Winston Churchill once observed, "If you will not fight for right when you can easily win without bloodshed; if you will not fight when your victory is sure and not too costly; you may come to the moment when you will have to fight with all the odds against you and only a precarious chance of survival."
Churchill noted that, "There may be a worse case. You may have to fight when there is no hope of victory, because it is better to perish than to live as slaves."
We may well be on the precipice of that "worse case."
Have you ever noticed how the ACLU and usual liberal agenda suspects defend the First Amendment with the unbridled fervor of religious zealots? That's a good thing, right? So how and why do they display such hinky diffidence in applying that same enthusiasm for other amendments in the Bill of Rights? Could it be the routine anti-constitionalists' duplicity to negate facts, which contradict their pre-conceived opinions? Could it be myopia? Prejudice? Bigotry? Or are they conditioned to only defend political agendas, notwithstanding the Constitution, Bill of Rights and rule of law?

Problem to work on:
Carry on writing the opinion piece about Churchill's warning and the defense of the Bill of Rights, starting after its last sentence.

Given information:
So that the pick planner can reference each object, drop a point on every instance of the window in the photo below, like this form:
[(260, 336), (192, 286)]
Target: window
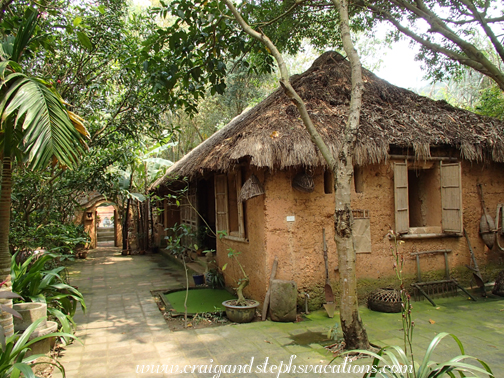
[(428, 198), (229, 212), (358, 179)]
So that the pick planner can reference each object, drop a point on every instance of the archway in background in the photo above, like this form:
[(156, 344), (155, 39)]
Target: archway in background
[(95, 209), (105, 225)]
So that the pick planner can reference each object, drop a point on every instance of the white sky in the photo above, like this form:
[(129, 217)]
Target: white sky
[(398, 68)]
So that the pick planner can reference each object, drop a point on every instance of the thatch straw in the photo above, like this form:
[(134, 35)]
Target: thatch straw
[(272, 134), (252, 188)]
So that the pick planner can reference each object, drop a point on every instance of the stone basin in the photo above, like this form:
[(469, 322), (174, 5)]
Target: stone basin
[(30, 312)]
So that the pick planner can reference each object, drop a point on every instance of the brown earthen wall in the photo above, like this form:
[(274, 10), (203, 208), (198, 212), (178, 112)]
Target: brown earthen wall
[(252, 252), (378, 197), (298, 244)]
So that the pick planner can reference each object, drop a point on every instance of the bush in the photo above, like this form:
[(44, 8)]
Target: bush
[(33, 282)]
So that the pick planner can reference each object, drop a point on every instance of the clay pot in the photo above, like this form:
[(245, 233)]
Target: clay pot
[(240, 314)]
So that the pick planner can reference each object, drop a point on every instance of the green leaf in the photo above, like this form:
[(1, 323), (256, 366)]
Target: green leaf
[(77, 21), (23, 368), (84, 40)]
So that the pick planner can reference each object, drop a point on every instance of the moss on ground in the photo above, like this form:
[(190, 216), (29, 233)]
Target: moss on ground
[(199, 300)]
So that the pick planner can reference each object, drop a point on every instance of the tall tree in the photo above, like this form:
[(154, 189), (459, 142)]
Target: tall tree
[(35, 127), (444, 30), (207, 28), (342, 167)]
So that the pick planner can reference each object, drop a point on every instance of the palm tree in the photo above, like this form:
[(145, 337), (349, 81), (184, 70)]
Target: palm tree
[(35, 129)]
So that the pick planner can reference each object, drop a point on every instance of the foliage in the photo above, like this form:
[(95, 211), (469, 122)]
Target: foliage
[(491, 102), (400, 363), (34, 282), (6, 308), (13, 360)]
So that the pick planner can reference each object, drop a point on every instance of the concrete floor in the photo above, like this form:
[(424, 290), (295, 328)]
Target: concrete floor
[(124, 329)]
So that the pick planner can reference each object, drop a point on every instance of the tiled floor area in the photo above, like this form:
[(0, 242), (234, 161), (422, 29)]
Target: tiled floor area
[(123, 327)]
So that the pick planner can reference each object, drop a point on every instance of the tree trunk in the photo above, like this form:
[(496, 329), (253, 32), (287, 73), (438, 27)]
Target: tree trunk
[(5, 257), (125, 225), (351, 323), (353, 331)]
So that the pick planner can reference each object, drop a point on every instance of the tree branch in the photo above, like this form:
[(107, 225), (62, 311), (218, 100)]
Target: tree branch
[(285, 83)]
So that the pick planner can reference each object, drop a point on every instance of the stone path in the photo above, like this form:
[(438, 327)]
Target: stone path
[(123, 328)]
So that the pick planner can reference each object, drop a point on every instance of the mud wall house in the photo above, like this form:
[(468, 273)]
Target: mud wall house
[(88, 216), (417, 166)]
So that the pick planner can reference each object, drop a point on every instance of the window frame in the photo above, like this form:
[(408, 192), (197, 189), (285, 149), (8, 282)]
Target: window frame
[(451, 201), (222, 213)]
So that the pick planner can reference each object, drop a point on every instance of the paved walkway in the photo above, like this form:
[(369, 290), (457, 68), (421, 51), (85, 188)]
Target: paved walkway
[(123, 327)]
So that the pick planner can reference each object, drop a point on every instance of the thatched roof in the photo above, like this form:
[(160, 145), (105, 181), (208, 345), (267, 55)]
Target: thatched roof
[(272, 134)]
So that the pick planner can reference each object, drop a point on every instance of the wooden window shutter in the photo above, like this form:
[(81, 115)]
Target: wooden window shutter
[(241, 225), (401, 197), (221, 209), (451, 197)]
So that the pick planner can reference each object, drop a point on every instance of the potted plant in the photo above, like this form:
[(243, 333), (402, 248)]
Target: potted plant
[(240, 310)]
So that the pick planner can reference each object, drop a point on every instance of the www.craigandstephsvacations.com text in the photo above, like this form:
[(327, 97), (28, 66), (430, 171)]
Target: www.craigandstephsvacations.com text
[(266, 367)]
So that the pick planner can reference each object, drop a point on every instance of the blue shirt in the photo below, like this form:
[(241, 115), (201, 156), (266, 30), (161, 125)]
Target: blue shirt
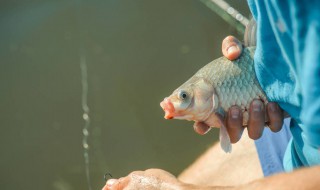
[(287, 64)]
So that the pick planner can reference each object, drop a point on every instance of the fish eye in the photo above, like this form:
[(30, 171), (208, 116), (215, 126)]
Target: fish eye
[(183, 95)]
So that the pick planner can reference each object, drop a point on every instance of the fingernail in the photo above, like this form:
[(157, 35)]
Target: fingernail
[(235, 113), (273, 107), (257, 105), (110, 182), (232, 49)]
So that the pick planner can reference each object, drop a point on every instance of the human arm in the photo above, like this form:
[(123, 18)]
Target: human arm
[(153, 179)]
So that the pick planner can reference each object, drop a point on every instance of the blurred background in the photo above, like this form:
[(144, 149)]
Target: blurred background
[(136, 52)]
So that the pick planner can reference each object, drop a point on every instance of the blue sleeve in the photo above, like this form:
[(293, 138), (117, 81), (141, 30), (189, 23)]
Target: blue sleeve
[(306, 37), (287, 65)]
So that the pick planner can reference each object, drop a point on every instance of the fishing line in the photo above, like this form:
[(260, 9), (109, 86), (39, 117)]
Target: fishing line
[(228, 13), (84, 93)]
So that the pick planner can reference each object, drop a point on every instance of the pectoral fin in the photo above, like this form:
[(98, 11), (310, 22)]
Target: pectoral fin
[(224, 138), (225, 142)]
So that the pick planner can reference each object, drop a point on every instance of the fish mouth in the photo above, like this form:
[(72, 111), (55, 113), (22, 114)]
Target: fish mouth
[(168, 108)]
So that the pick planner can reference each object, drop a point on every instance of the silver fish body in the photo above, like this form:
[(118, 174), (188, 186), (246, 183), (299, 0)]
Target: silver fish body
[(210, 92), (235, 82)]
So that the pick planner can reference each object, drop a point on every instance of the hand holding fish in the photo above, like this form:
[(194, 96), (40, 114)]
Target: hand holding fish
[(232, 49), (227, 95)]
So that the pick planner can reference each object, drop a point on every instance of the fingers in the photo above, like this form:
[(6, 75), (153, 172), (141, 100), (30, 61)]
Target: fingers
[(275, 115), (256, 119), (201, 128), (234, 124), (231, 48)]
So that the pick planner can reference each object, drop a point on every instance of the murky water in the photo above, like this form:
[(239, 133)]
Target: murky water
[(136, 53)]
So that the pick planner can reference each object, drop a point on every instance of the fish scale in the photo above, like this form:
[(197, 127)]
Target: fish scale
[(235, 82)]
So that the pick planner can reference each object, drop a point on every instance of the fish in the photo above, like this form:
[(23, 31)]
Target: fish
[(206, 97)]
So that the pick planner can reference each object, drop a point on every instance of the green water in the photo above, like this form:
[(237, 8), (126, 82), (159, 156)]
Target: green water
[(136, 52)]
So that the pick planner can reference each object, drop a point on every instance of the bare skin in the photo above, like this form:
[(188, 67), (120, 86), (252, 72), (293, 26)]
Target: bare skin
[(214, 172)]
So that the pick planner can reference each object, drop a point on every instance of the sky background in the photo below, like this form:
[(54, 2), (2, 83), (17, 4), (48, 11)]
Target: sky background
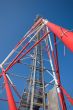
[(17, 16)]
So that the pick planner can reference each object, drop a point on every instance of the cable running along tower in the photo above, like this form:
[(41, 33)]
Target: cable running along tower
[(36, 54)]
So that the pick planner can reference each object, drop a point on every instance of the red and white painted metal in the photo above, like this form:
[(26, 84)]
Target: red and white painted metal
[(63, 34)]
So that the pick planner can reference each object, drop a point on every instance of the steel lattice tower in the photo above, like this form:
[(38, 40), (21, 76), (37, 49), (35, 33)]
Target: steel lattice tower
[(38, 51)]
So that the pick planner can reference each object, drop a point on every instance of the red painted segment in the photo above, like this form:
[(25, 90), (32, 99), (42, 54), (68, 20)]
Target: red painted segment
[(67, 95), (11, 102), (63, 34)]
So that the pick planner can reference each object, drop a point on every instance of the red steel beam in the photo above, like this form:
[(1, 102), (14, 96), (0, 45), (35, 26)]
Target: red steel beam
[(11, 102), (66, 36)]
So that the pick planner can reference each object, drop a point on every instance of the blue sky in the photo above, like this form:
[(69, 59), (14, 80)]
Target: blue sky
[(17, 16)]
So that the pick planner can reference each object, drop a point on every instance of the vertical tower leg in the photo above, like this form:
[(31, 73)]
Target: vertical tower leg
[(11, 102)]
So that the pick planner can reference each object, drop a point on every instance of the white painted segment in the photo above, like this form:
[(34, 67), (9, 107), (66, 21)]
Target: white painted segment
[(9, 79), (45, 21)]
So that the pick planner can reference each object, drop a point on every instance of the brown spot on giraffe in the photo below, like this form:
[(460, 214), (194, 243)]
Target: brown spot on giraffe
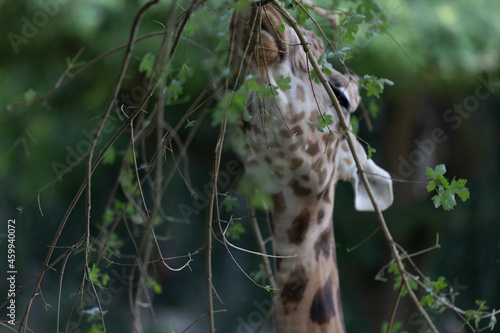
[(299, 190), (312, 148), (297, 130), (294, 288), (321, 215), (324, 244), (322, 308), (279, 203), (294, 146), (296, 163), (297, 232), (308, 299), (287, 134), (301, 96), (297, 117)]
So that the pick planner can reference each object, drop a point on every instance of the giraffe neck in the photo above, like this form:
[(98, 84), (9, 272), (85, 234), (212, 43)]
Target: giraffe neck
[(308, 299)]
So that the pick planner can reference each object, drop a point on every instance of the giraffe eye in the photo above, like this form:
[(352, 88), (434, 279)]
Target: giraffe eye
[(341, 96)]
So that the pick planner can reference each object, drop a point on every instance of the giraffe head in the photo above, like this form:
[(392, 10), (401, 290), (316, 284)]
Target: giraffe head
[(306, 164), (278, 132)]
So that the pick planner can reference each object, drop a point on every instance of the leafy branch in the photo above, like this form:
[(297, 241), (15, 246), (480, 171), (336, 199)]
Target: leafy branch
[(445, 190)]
==
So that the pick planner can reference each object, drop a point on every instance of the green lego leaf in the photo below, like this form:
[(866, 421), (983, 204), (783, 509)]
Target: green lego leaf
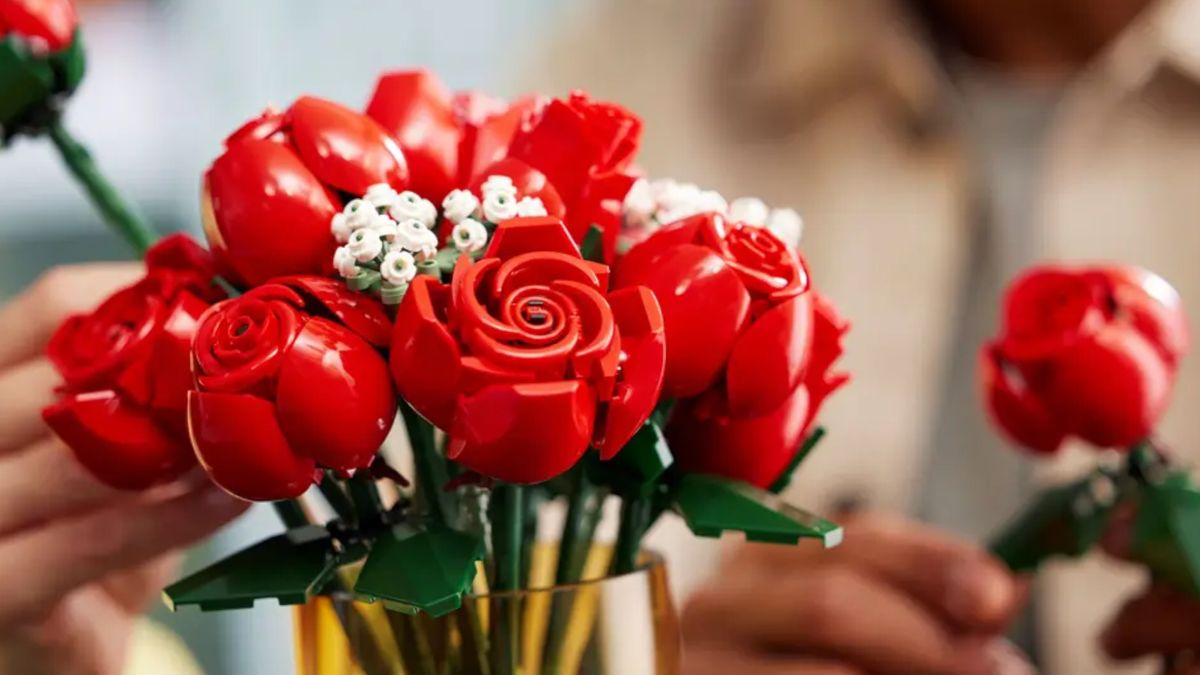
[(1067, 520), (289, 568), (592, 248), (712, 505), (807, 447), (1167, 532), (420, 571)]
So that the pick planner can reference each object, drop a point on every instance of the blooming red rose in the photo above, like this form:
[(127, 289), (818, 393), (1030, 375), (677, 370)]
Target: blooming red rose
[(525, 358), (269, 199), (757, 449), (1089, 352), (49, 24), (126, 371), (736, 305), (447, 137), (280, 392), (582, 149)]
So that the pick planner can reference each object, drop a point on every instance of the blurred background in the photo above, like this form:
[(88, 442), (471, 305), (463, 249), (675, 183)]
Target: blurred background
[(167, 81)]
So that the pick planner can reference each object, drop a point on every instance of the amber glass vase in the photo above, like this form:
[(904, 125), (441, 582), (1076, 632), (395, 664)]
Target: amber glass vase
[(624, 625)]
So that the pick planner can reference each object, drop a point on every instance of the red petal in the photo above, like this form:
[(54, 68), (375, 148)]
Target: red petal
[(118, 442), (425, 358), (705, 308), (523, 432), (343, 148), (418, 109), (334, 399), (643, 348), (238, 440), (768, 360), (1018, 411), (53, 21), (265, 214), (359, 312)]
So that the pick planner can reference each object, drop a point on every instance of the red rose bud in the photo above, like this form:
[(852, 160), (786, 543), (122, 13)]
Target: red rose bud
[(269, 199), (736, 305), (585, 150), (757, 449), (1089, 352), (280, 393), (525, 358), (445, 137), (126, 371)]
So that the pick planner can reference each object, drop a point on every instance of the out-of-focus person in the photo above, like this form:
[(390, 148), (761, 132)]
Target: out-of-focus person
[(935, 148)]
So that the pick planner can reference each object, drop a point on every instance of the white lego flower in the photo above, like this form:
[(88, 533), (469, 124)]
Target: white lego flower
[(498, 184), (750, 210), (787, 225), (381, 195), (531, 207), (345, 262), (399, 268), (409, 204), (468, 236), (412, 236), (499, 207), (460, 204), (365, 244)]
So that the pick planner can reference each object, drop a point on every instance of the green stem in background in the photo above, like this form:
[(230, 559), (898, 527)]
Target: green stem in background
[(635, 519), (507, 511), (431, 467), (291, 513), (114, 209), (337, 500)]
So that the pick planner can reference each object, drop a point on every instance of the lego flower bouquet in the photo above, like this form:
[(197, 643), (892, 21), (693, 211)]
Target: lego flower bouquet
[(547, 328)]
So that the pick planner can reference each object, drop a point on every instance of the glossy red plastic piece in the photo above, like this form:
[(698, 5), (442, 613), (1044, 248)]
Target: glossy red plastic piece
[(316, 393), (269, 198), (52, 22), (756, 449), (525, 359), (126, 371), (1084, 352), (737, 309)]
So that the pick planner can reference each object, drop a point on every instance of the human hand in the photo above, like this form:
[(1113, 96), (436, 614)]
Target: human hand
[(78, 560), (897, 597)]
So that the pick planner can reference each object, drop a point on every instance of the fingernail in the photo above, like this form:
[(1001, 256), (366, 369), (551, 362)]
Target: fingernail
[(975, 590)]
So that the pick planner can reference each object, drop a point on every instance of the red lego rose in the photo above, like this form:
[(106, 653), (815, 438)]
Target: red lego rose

Task answer:
Frederick Douglass observed, "Find out just what people will submit to, and you have found out the exact amount of injustice and wrong which will be imposed upon them; and these will continue until they are resisted with either words or blows, or both. The limits of tyrants are prescribed by the endurance of those whom they oppress."
Although Douglass wasn't talking about incrementalism, he was describing incrementalism. Testing the limits of endurance of injustice is part and parcel of incrementalism. An army uses probing attacks to identify weaknesses, and harass an enemy. When a weakness is identified, it becomes a target of opportunity to be exploited. Tyrants, anti-constitutional sycophants peddling the panacea of socialism use the same tactics. Lower standards, homogenize attitudes, encourage and then mandate tolerance of the intolerable while routinely defending the indefensible. Sound familiar?
Some insightful anonymous student of history once noted that "Patriots are not revolutionaries trying to overthrow government. Patriots are counter-revolutionaries trying to prevent government from overthrowing the U.S. Constitution."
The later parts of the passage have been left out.